_EXERCISE MATERIAL:_
========================================
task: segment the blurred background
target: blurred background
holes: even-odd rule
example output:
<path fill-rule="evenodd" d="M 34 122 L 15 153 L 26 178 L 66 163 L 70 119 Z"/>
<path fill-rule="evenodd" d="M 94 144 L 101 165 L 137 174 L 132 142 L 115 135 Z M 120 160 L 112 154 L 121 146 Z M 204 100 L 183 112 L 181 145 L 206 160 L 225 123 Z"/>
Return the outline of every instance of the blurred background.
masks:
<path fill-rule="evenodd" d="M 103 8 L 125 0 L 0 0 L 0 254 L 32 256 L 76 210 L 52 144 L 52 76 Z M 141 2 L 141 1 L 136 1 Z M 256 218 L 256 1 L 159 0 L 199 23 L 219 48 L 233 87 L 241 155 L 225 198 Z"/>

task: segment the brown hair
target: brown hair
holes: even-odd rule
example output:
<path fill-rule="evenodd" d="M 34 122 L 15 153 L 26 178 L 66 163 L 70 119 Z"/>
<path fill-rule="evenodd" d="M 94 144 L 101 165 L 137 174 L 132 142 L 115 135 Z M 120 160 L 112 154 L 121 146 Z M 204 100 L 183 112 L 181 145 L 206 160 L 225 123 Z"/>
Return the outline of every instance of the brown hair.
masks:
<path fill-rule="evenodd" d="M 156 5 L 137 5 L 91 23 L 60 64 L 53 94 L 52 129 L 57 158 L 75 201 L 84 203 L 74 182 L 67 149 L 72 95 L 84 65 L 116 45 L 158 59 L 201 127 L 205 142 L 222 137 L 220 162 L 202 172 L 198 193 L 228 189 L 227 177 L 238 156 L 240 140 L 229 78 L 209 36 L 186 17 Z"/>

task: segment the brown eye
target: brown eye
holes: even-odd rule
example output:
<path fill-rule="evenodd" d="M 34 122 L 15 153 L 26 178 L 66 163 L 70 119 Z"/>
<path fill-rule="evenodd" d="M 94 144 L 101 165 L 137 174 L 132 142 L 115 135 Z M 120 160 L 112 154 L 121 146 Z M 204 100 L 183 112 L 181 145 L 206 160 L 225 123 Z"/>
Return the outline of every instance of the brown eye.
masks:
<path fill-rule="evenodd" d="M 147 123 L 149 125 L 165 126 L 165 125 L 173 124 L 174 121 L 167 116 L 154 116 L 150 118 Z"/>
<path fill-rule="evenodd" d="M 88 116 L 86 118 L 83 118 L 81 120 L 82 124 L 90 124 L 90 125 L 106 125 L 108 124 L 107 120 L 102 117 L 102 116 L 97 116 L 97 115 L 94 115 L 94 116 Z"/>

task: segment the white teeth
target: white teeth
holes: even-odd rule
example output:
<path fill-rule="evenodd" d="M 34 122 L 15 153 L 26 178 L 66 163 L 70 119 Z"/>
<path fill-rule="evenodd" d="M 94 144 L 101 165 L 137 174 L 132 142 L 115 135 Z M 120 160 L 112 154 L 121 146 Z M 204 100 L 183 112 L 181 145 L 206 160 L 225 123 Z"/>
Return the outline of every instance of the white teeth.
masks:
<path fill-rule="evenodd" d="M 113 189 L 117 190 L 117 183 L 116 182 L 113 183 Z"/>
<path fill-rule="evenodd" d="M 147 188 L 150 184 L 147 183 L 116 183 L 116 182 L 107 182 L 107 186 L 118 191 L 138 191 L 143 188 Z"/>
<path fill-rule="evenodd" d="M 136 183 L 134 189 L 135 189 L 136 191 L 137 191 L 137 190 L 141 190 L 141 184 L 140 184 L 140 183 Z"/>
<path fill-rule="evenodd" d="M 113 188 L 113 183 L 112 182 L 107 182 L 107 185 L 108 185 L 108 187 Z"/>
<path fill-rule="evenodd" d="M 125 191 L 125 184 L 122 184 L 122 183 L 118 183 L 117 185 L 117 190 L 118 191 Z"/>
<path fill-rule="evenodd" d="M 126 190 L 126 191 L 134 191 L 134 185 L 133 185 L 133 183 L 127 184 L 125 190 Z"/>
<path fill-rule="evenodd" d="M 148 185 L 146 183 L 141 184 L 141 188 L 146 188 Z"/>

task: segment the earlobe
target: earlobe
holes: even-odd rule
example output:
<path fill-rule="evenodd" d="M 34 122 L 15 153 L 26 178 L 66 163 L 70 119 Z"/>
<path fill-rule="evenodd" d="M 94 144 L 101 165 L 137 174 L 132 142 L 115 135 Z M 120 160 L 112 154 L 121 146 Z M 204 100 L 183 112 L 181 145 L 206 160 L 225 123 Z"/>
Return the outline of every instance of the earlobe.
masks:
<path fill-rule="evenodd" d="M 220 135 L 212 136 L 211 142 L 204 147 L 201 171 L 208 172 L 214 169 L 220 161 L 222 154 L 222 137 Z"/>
========================================
_YOUR TASK:_ Switch "even-odd rule" to "nonzero rule" everywhere it occurs in the records. Give back all the lines with nothing else changed.

_COMPLETED TASK:_
task: segment the blurred background
target: blurred background
holes: nonzero rule
example output:
<path fill-rule="evenodd" d="M 34 122 L 15 153 L 26 178 L 66 163 L 70 119 Z"/>
<path fill-rule="evenodd" d="M 94 144 L 101 165 L 137 174 L 132 142 L 115 135 Z M 120 160 L 112 154 L 121 146 Z M 204 100 L 183 112 L 181 145 L 206 160 L 225 123 Z"/>
Return the outline of every instance of the blurred background.
masks:
<path fill-rule="evenodd" d="M 103 8 L 125 0 L 0 0 L 0 254 L 32 256 L 76 210 L 52 144 L 52 76 Z M 141 2 L 141 1 L 136 1 Z M 256 218 L 256 1 L 159 0 L 199 23 L 219 48 L 233 87 L 241 155 L 225 198 Z"/>

task: segment the brown hair
target: brown hair
holes: nonzero rule
example output:
<path fill-rule="evenodd" d="M 34 122 L 15 153 L 26 178 L 66 163 L 70 119 Z"/>
<path fill-rule="evenodd" d="M 94 144 L 101 165 L 137 174 L 132 142 L 115 135 Z M 120 160 L 112 154 L 121 146 Z M 204 100 L 183 112 L 181 145 L 206 160 L 225 123 Z"/>
Return the outline of every instance of the brown hair.
masks:
<path fill-rule="evenodd" d="M 156 5 L 137 5 L 91 23 L 60 64 L 53 94 L 52 129 L 57 158 L 75 201 L 84 203 L 74 182 L 67 149 L 72 95 L 84 65 L 116 45 L 158 59 L 201 127 L 205 142 L 222 137 L 220 162 L 202 172 L 198 193 L 228 189 L 227 177 L 238 156 L 240 140 L 229 78 L 209 36 L 186 17 Z"/>

task: segment the brown eye
target: brown eye
holes: nonzero rule
example output:
<path fill-rule="evenodd" d="M 34 122 L 15 153 L 26 178 L 66 163 L 70 119 Z"/>
<path fill-rule="evenodd" d="M 94 144 L 101 165 L 137 174 L 132 142 L 115 135 Z M 120 160 L 112 154 L 121 146 Z M 204 100 L 183 112 L 181 145 L 206 160 L 225 123 Z"/>
Return the outline of every instance of the brown eye.
masks:
<path fill-rule="evenodd" d="M 147 123 L 149 125 L 165 126 L 165 125 L 173 124 L 174 121 L 167 116 L 154 116 L 150 118 Z"/>
<path fill-rule="evenodd" d="M 88 116 L 86 118 L 83 118 L 81 120 L 82 124 L 90 124 L 90 125 L 106 125 L 108 124 L 107 120 L 102 117 L 102 116 L 97 116 L 97 115 L 94 115 L 94 116 Z"/>

task: segment the white teeth
target: white teeth
holes: nonzero rule
example output:
<path fill-rule="evenodd" d="M 34 122 L 15 153 L 26 178 L 66 163 L 70 119 Z"/>
<path fill-rule="evenodd" d="M 94 144 L 101 165 L 137 174 L 132 142 L 115 135 Z M 120 160 L 112 154 L 121 146 Z M 204 100 L 183 112 L 181 145 L 206 160 L 225 123 Z"/>
Return the outline of every instance of the white teeth.
masks:
<path fill-rule="evenodd" d="M 113 189 L 117 190 L 117 183 L 116 182 L 113 183 Z"/>
<path fill-rule="evenodd" d="M 147 188 L 150 184 L 147 183 L 116 183 L 116 182 L 107 182 L 107 186 L 118 191 L 138 191 L 143 188 Z"/>
<path fill-rule="evenodd" d="M 136 183 L 134 189 L 135 189 L 136 191 L 137 191 L 137 190 L 141 190 L 141 184 L 140 184 L 140 183 Z"/>
<path fill-rule="evenodd" d="M 113 188 L 113 183 L 112 182 L 107 182 L 107 185 L 108 185 L 108 187 Z"/>
<path fill-rule="evenodd" d="M 125 191 L 125 184 L 122 184 L 122 183 L 118 183 L 117 185 L 117 190 L 118 191 Z"/>
<path fill-rule="evenodd" d="M 126 190 L 126 191 L 134 191 L 134 185 L 133 185 L 133 183 L 127 184 L 125 190 Z"/>
<path fill-rule="evenodd" d="M 148 185 L 146 183 L 141 184 L 141 188 L 146 188 Z"/>

task: segment the earlobe
target: earlobe
holes: nonzero rule
example output:
<path fill-rule="evenodd" d="M 34 122 L 15 153 L 26 178 L 66 163 L 70 119 Z"/>
<path fill-rule="evenodd" d="M 94 144 L 101 165 L 137 174 L 132 142 L 115 135 Z M 120 160 L 112 154 L 121 146 Z M 204 100 L 183 112 L 181 145 L 206 160 L 225 123 Z"/>
Return the outline of every instance of the earlobe.
masks:
<path fill-rule="evenodd" d="M 220 135 L 212 136 L 211 142 L 204 147 L 201 171 L 208 172 L 214 169 L 220 161 L 222 154 L 222 137 Z"/>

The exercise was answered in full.